● **EXTRAIT DU DOCUMENT**

╔══

A cette occasion, fut diffusée une plaquette de commémoration de ce Xe anniversaire, agrémentée de nombreuses photos du disparu. Cette plaquette présente la biographie de Tavio AMORIN, certaines de ses interventions notamment celle qu’il a faite à la Conférence nationale souveraine, des messages de son fils, Eugénio, de ses neveux, la Lettre ouverte adressée au Président de la République, Gnassingbé Eyadéma, par la famille et dont la demande essentielle se dégage des lignes suivantes :
«Dans les tous prochains jours, nous allons déposer une plainte auprès du procureur de la République contre X pour tentative d’assassinat et assassinat. Nous nous porterons partie civile.
Nous osons croire que rien ni personne ne s’opposera à cette action car nous sommes déterminés à obtenir que justice soit rendue.
Nous entendons sentir le poids de vos fonctions dans notre légitime action de recherche de la vérité dans cette douloureuse affaire qui nous a tant traumatisés.»

Dans les pays de résidence de la diaspora togolaise

A toutes les manifestations qui eurent lieu au Togo même, il convient d’ajouter les multiples formes de commémoration qui eurent lieu, sur l’initiative de la diaspora togolaise dans les différents pays de résidence de ses membres.
Les manifestations, organisées sur le sol national ont été relayées sur les sites Internet de la diaspora togolaise en particulier sur togoforum, diastode.org et letogolais.com sur lesquels de nombreux messages, poèmes et articles ont été publiés.

╚══

● **DONNÉES D'ENTRÉE**

╔══

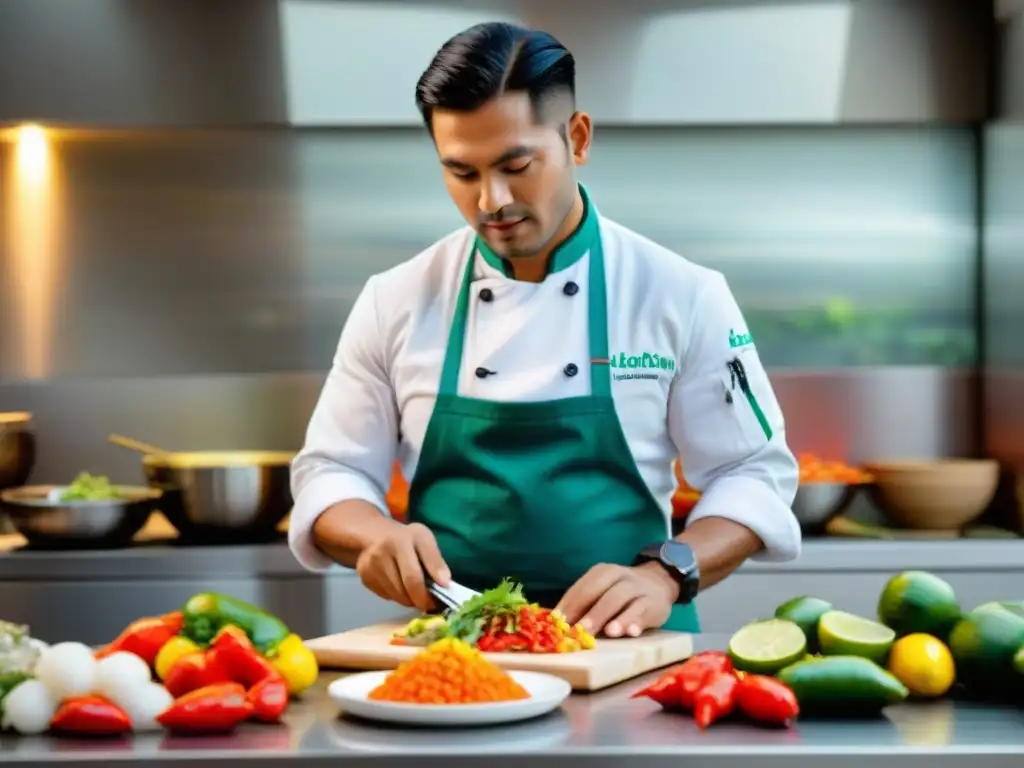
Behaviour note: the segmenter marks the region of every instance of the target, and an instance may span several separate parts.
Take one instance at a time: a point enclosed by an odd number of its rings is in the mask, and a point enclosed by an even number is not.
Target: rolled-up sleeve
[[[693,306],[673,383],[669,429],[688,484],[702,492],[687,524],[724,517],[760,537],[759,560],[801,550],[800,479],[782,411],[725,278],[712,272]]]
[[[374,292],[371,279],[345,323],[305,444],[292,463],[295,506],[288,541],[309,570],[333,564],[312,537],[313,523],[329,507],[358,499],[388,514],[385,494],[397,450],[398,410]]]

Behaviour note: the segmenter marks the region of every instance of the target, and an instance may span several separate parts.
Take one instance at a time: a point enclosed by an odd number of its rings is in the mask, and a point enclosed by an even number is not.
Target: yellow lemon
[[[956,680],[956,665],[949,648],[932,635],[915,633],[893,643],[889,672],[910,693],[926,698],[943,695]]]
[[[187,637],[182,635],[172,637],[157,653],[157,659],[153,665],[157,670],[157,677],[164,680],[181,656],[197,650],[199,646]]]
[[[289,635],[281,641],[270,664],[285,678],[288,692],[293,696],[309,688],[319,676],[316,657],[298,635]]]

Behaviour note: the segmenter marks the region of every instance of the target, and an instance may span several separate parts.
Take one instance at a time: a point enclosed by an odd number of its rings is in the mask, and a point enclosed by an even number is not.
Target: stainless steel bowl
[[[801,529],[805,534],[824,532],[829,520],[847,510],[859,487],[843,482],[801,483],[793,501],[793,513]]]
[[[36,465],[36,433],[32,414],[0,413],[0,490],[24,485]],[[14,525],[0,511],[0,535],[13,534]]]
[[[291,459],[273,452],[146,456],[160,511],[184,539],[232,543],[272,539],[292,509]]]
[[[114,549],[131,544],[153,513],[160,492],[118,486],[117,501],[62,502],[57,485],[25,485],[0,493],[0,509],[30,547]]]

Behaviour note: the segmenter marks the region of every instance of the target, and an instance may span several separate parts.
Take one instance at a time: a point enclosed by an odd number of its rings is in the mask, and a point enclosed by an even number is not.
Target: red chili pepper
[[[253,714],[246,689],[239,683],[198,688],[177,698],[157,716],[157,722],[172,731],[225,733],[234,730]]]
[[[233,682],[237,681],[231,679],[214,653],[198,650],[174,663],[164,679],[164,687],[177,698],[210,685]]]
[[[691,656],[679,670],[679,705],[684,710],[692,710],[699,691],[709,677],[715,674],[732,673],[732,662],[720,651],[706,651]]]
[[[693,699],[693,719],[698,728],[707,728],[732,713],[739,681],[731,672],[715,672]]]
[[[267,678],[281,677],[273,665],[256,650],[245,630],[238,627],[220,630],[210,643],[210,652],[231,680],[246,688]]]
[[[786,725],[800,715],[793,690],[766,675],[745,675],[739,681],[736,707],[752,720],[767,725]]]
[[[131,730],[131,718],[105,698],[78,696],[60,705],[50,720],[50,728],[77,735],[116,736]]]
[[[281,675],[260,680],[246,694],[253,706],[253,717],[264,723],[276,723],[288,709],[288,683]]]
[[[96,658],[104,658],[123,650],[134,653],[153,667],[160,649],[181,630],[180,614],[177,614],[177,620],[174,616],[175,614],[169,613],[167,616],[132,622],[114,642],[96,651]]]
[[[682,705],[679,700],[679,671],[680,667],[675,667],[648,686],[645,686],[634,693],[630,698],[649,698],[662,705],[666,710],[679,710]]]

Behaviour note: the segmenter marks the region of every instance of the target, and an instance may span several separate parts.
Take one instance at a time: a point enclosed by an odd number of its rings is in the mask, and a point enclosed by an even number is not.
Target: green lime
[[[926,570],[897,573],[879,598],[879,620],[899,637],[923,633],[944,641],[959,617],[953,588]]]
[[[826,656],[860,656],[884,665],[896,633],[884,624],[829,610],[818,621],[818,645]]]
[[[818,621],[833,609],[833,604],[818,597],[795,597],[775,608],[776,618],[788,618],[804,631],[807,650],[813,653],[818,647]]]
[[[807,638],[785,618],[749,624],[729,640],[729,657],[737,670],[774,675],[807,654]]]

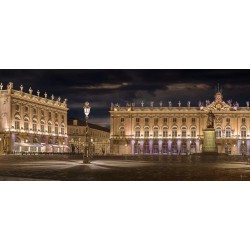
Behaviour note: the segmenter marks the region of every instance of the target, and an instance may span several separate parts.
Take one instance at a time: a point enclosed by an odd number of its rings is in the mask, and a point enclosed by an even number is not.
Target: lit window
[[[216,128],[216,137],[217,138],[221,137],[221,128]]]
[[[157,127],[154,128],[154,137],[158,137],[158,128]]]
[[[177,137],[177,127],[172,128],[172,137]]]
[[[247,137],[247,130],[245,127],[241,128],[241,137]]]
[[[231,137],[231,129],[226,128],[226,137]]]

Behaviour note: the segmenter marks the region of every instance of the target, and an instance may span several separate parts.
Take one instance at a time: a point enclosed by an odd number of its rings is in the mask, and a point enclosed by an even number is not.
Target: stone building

╚══

● **CONSIGNE**
Selon l'extrait sur la commémoration de Tavio AMORIN, auprès de qui la famille annonce-t-elle qu'elle va déposer une plainte ?

● **EXERCICE CORRIGÉ**
Auprès du procureur de la République.